• The exercise:
Render the material from the line with "Task: locate the white flower" to the line with "<point>193,223</point>", both included, as a Markdown table with the columns Row and Material line, leaving out any blank lines. Include only those lines.

• Information supplied:
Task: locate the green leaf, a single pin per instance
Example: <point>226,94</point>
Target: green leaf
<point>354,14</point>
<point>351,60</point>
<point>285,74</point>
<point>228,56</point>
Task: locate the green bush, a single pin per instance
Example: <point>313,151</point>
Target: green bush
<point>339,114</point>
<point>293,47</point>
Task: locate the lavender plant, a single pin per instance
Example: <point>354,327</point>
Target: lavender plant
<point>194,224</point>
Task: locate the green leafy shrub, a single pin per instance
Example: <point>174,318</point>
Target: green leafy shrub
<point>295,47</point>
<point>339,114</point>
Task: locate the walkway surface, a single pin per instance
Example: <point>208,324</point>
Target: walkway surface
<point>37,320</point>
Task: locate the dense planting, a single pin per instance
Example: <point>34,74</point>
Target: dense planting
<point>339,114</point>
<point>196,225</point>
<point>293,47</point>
---
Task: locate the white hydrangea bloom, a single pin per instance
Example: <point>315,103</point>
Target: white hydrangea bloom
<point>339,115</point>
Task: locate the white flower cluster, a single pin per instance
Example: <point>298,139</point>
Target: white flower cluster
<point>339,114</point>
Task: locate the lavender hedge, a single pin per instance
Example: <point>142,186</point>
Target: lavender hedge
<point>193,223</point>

• Reply:
| Row | Material line |
|---|---|
| 1 | Task: locate the white flower cluster, a single pin per instance |
| 2 | Example: <point>298,139</point> |
| 3 | Target: white flower cluster |
| 4 | <point>339,114</point> |
| 5 | Task: locate the lavender hedge, a single pin per instance |
| 6 | Example: <point>142,186</point> |
| 7 | Target: lavender hedge |
| 8 | <point>193,223</point> |